> **Work instruction**: Please give back word for word the lines below, from the first one through the one with "Target: white cap with brim".

··· Source information

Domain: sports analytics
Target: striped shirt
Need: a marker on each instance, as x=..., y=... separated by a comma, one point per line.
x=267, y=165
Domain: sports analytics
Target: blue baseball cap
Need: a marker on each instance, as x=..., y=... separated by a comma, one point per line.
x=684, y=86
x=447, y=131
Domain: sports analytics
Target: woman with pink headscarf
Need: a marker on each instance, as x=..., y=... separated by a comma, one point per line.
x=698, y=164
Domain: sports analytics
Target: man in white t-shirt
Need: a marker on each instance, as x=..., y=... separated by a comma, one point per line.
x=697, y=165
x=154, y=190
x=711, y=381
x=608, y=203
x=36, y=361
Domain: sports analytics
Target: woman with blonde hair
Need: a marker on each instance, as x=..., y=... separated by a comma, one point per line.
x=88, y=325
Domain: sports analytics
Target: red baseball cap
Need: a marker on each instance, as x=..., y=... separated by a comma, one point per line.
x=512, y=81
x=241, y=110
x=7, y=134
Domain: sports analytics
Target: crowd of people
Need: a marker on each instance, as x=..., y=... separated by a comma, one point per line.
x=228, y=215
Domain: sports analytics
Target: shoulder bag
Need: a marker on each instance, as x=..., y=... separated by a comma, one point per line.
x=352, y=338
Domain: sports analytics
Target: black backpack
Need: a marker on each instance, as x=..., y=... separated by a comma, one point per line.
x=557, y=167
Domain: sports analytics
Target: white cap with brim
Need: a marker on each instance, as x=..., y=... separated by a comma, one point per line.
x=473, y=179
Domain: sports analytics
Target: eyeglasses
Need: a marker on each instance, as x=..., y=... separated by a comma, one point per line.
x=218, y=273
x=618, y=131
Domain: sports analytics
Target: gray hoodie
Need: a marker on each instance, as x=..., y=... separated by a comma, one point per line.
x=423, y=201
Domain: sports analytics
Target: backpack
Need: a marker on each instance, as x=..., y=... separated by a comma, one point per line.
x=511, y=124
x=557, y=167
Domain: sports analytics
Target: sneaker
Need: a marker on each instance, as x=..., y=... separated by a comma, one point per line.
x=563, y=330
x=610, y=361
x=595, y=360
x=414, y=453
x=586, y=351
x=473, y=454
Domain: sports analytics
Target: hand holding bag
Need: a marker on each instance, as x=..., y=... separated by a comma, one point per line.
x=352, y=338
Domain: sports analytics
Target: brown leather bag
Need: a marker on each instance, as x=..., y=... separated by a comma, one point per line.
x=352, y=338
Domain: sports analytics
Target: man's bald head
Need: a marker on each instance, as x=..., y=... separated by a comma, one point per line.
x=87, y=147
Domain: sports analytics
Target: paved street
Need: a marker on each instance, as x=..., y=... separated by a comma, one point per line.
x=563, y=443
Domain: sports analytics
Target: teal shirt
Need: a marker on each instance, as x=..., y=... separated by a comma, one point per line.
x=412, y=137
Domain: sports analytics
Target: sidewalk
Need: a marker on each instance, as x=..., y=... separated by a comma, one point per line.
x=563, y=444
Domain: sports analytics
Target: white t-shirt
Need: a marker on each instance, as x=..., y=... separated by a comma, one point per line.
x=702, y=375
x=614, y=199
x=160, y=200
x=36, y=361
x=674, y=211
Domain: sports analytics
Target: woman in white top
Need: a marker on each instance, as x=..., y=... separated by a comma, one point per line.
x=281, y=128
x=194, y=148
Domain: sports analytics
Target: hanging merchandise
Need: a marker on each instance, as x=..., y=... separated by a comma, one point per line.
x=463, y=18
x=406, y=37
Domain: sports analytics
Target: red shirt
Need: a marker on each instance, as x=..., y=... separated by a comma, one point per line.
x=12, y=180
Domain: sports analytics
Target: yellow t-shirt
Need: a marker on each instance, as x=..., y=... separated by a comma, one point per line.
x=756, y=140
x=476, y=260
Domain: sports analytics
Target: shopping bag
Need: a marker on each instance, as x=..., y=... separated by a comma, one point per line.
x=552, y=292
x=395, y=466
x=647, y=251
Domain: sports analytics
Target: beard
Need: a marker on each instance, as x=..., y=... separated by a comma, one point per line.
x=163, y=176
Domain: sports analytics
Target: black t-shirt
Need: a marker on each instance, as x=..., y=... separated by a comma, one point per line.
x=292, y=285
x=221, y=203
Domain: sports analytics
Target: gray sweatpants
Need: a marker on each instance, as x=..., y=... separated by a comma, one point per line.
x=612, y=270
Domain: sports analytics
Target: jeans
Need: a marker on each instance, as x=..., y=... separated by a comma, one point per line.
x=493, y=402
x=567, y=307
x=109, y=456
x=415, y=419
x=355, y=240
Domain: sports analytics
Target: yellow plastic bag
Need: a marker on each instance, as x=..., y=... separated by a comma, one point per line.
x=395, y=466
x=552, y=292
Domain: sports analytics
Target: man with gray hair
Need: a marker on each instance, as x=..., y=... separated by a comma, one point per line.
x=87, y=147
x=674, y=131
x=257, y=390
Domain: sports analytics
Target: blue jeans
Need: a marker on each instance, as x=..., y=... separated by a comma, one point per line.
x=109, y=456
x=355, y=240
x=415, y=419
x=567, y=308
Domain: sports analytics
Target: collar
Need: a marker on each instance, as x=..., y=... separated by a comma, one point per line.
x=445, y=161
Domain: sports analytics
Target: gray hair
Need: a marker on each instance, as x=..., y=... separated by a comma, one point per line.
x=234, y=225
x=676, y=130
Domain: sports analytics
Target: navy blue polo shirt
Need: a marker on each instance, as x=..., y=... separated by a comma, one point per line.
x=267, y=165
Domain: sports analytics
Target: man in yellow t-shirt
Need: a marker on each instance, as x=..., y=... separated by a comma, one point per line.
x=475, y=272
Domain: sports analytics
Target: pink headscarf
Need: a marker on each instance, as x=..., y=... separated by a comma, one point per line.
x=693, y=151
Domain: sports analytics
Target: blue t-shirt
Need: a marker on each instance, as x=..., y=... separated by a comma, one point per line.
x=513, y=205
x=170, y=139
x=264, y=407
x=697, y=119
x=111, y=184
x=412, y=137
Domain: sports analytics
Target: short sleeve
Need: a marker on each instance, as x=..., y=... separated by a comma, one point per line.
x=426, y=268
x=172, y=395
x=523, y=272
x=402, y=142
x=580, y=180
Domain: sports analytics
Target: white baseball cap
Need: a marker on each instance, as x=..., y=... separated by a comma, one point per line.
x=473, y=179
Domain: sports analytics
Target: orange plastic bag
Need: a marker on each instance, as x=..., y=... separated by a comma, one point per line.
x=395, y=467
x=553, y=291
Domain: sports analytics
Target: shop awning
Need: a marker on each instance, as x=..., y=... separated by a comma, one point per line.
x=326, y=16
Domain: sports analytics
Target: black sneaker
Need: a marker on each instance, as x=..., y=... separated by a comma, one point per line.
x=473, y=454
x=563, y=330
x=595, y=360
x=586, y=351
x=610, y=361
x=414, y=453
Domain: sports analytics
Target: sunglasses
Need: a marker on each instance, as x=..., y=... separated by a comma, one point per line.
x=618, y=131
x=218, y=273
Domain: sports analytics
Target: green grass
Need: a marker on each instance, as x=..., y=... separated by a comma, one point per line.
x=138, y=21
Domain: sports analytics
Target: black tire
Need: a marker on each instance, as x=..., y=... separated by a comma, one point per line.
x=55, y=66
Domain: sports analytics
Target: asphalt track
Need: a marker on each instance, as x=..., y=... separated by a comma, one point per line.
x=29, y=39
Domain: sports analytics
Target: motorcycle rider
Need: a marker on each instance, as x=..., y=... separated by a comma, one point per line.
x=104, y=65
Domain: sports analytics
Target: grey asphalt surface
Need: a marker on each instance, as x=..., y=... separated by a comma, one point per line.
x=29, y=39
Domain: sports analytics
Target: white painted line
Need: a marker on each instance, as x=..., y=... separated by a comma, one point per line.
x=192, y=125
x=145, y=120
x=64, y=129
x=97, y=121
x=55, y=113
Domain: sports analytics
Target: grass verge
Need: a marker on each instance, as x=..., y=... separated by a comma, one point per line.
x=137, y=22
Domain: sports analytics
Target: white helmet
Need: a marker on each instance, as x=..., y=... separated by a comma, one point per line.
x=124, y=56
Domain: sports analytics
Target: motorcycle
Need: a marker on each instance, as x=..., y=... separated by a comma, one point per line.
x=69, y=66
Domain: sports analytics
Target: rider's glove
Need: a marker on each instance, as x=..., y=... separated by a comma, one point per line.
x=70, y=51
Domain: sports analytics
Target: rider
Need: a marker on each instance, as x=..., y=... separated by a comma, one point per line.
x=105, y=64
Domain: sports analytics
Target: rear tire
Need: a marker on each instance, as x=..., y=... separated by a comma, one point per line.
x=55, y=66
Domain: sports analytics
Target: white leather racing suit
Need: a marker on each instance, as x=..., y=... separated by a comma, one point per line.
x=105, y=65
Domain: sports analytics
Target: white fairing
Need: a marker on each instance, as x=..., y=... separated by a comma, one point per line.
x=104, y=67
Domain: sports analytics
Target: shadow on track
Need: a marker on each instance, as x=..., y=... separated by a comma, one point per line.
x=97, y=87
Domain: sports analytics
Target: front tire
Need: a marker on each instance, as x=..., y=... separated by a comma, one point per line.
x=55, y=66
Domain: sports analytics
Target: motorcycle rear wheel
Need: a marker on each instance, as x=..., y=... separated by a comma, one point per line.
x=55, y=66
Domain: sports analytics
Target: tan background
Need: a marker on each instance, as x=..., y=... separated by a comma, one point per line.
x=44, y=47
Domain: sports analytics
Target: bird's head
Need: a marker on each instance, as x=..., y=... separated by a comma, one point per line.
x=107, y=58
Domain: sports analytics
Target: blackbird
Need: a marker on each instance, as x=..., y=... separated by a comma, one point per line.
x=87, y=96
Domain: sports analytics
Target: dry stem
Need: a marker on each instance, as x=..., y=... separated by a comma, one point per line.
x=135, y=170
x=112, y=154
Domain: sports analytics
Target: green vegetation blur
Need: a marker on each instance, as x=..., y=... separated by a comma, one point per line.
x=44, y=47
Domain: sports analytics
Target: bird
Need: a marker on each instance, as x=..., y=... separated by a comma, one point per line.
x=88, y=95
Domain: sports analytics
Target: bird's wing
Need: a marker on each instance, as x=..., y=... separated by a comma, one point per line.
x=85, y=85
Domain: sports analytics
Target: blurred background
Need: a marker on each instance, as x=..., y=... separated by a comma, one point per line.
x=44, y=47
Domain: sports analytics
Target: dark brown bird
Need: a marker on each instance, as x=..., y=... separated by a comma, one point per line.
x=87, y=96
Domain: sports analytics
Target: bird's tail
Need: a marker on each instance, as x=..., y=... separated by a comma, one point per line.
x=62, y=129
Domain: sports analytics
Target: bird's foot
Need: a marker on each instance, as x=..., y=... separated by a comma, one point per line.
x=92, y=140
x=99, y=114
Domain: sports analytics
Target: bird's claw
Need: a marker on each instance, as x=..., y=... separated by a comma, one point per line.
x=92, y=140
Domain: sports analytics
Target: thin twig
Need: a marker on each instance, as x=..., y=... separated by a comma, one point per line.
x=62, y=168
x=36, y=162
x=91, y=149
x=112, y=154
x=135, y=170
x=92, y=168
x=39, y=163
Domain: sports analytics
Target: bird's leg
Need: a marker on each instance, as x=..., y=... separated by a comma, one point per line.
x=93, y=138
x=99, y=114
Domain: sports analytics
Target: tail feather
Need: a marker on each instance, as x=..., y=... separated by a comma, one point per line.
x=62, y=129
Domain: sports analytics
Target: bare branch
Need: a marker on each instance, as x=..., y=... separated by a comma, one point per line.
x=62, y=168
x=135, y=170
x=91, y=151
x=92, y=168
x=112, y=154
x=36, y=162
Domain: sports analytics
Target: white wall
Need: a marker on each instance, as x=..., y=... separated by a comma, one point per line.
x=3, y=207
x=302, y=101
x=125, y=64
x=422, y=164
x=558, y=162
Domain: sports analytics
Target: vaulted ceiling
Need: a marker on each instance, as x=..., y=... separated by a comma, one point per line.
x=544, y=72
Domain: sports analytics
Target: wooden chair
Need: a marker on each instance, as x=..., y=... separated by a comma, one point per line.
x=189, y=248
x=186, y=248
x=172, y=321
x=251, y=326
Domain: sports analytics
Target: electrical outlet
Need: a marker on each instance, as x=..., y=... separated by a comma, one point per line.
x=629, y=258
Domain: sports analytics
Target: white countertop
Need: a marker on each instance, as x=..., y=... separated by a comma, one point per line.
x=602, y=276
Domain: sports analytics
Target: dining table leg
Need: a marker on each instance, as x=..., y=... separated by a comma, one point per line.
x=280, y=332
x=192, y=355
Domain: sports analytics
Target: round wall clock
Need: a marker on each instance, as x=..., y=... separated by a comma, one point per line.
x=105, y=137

······

> **Answer area**:
Domain: sports analytics
Target: striped shirt
Need: a marker on each instance, as x=..., y=... separated by a comma, one point per line.
x=267, y=165
Domain: sports analytics
Target: blue baseball cap
Need: a marker on each instance, as x=..., y=... separated by a comma, one point per line.
x=684, y=86
x=447, y=131
Domain: sports analytics
Target: woman with pink headscarf
Need: a marker on each instance, as x=..., y=... separated by a comma, one point per line.
x=698, y=164
Domain: sports analytics
Target: man in white t-shirt
Need: a marker on each instance, as x=..., y=... separated by a comma, one point per line.
x=697, y=165
x=154, y=190
x=711, y=381
x=608, y=203
x=36, y=361
Domain: sports analytics
Target: woman with blonde hair
Need: a marker on each instance, as x=..., y=... separated by a comma, one point per line.
x=88, y=325
Domain: sports analytics
Target: red baseball cap
Need: a marker on each instance, as x=..., y=... separated by a comma, one point per line.
x=512, y=81
x=241, y=110
x=7, y=134
Domain: sports analytics
Target: crowd of people
Need: a marker on each instance, as x=..., y=... separated by a comma, one point per line.
x=228, y=215
Domain: sports analytics
Target: shoulder bag
Need: a marker on each instance, as x=..., y=... separated by a comma, one point per line.
x=352, y=338
Domain: sports analytics
Target: black backpack
Need: a marker on each instance, as x=..., y=... separated by a comma, one point per line.
x=557, y=167
Domain: sports analytics
Target: white cap with brim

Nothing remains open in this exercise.